WORK TO COMPLETE:
1. From the review of Wonder Park in 3D, pull out the exact span that begins with the words containing "If you're wondering what" and ends with "with in both.".
2. In the review of Wonder Park in 3D, condense the paragraph starting "Looking at the finished product" into a short bulleted list that keeps its main facts.

SELECTED PASSAGE:
## START
If you're wondering what we thought about Wonder Park as a movie, head over to our official review for the full scoop. But if you're wondering whether the film is worth the extra ticket money, or if you'd be better off throwing that money towards a box of popcorn at your local theme park, you've come to the right place. Glasses on, as we're about to ride the 3D attraction that is Wonder Park.
Wonder Park, at its heart, is a film about a young girl's imagination, and the theme park it inspires. So that alone would be a pretty big treat in 3D, especially during the theme park sequences in the film. But Wonder Park isn't content with just showing off impressive attractions with 3D panache, as it takes both the real and imaginary worlds of its protagonist and does a pretty bang up job of finding something to surprise the eye with in both.
Looking at the finished product of Wonder Park's 3D conversion, it's a clear verdict in how much time and effort was put into the execution of this enhanced version of the film. The overall package is crisp and eye pleasing, with none of the defects that crop up in some lesser 3D presentations. While there's still some holding back with the film's visuals, it's not to the extent that the film suffers from it.
There are a couple of key shots in Wonder Park that show the perfect example of a self-imposed limitation when it comes to the 3D presentation. Those shots have objects like ice cream cones and other debris from the various adventures the film engages in hitting an invisible camera lens / glass wall and bouncing back into the picture. While those little touches are kinda fun, and definitely play with the visual fourth wall, they cause the film to stop short of any sort of thrills involving the objects in play flying out towards the audience.
## END
DATA EXTRACT:
## START
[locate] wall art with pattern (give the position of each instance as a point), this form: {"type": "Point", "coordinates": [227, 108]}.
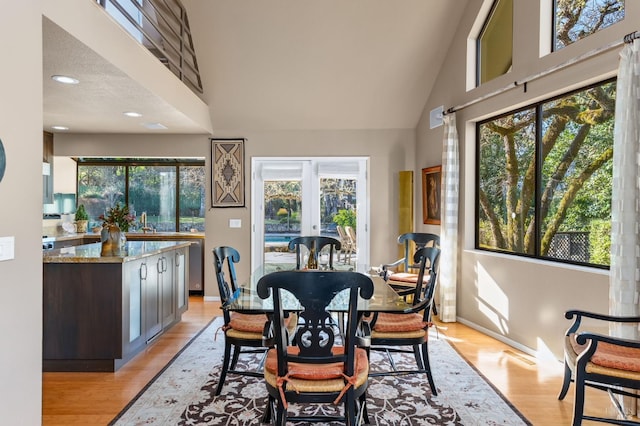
## END
TASK-BY-TASK OUTPUTS:
1.
If you're wondering what we thought about Wonder Park as a movie, head over to our official review for the full scoop. But if you're wondering whether the film is worth the extra ticket money, or if you'd be better off throwing that money towards a box of popcorn at your local theme park, you've come to the right place. Glasses on, as we're about to ride the 3D attraction that is Wonder Park.
Wonder Park, at its heart, is a film about a young girl's imagination, and the theme park it inspires. So that alone would be a pretty big treat in 3D, especially during the theme park sequences in the film. But Wonder Park isn't content with just showing off impressive attractions with 3D panache, as it takes both the real and imaginary worlds of its protagonist and does a pretty bang up job of finding something to surprise the eye with in both.

2.
- Wonder Park's 3D conversion clearly shows a lot of time and effort.
- The result is crisp and pleasing to the eye, without the defects of some weaker 3D presentations.
- The visuals still hold back somewhat, but not enough to hurt the film.